- Goal of the exercise
Retype the entries in full.

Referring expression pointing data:
^^^^^^^^
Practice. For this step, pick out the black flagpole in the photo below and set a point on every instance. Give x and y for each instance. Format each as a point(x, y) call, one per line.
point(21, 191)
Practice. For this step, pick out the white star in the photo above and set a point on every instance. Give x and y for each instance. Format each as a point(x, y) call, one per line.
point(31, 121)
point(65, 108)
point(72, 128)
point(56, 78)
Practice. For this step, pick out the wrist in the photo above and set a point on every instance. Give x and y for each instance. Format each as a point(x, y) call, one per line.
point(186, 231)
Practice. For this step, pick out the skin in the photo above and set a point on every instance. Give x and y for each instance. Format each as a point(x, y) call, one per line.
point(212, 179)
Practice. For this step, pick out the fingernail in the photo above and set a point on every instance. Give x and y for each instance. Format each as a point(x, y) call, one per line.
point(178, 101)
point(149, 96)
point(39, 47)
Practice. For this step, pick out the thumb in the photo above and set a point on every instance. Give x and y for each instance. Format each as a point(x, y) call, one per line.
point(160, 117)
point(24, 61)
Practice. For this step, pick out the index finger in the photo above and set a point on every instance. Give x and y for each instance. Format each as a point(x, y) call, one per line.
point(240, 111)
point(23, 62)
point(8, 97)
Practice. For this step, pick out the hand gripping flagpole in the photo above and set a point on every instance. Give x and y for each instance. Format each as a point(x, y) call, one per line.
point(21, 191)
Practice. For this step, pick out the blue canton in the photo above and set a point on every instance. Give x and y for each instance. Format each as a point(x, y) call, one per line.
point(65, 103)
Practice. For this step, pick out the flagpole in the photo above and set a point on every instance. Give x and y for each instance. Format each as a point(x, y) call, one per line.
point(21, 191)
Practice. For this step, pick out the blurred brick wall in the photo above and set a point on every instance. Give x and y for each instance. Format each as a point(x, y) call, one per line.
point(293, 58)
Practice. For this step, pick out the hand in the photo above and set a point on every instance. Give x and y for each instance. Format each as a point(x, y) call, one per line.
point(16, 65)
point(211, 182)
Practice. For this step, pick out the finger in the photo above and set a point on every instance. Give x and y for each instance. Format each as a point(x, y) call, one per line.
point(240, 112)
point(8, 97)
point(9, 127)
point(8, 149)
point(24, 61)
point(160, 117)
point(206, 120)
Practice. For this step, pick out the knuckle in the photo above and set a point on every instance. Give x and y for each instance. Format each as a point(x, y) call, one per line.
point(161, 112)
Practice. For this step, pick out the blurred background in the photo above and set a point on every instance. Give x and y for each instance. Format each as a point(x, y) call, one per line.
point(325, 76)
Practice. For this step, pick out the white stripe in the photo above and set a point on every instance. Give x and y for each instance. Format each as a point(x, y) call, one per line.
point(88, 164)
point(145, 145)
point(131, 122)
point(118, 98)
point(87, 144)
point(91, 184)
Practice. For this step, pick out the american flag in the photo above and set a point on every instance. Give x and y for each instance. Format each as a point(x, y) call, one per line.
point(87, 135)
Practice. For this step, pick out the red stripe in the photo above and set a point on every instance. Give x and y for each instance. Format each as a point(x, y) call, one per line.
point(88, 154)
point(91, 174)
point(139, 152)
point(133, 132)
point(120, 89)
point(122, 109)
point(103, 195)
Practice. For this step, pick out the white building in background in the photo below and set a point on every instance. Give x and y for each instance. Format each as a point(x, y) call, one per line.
^^^^^^^^
- Finished task
Practice. For this step, pick out the black flagpole in the photo below and set a point on every instance. Give x and y for each instance. Format each as a point(x, y) call, one per line.
point(21, 191)
Practice. For this step, pick out the white star in the photo above and set a point on every instance. Give x and y for each instance. Format each as a point(x, y) call, one per line.
point(31, 121)
point(65, 108)
point(72, 128)
point(56, 78)
Practice. For this step, pick out the wrist in the photo above and set a point on every instance. Give x and y for each instance. Format each as a point(x, y) call, one per line.
point(186, 231)
Practice. For this step, pick out the skin in the photo above and set a point on every instance. Give x and y for each instance. Format each as a point(x, y) call, one per line.
point(212, 179)
Practice. For this step, pick out the fingernail in the photo above and set a point on every instance. Give x and y for each instance. Format each as a point(x, y) call, one per line.
point(178, 101)
point(149, 96)
point(39, 47)
Practice. For this step, pick out the thumb in the photo above and set a point on every instance. Give x and y for each instance. Format each as a point(x, y) call, one per line.
point(160, 117)
point(24, 61)
Practice. For this step, pick out the index finger in the photo above and set a point on every instance. Give x and y for each instance. Format each as a point(x, y) call, one per line.
point(240, 111)
point(23, 62)
point(8, 97)
Practice. For this step, pick out the hand gripping flagpole in the photo above and set a point on every instance. Give x and y for each instance. Format each as a point(x, y) call, one per line.
point(21, 191)
Practice. For this step, pick out the blue canton in the photo above and set a point on every instance. Give x and y for each instance. Format each as a point(x, y) call, one per line.
point(65, 103)
Practice. For this step, pick out the flagpole in the photo above and set a point on every instance. Give x and y for each instance. Format each as a point(x, y) call, one per line.
point(21, 191)
Practice. For this step, pick out the blurred brick wall in the photo above and set a point on every instance. Give x and y for each instance. Format each as a point(x, y) call, one per line.
point(293, 58)
Practice. For this step, pick out the hand in the photo above and set a point on every instance. Give x and y for each instance. Format each as a point(x, y) call, one per line.
point(16, 65)
point(211, 182)
Practice. For this step, pick out the finger in the photo above and set a point on every instance. Give x and y for each instance. Format each as a point(x, y) call, one per line.
point(240, 112)
point(8, 97)
point(9, 127)
point(8, 149)
point(24, 61)
point(160, 117)
point(206, 120)
Practice. For this step, pick out the knuckle in the photo above and set a point on every instance. Give x and y for each instance. Format each as a point(x, y) call, one per line.
point(161, 112)
Practice. For this step, pick out the blurred background in the photo above and set a point on every instance. Give x and y for each instance. Format each as a point(x, y) call, one per line.
point(325, 76)
Practice. For this step, pick out the white stripe in the photo above and set a point on every instance. Give x and y for each instance. Format each as a point(x, y) call, one per line.
point(88, 164)
point(145, 145)
point(131, 122)
point(118, 98)
point(87, 144)
point(91, 184)
Practice. For this step, pick out the american flag in the photo above and set a point on every instance. Give x and y for each instance. Format each as a point(x, y) call, one per line.
point(87, 135)
Practice. For this step, pick out the red stripe in the photo above and set a point on every instance. Give x and y for each instance. Format each as a point(x, y) call, one per line.
point(88, 154)
point(91, 174)
point(139, 152)
point(133, 132)
point(120, 89)
point(122, 109)
point(103, 195)
Practice. For this step, pick out the white building in background in the photo below and set a point on every instance. Give x and y for each instance. Format each as a point(x, y) call, one per line.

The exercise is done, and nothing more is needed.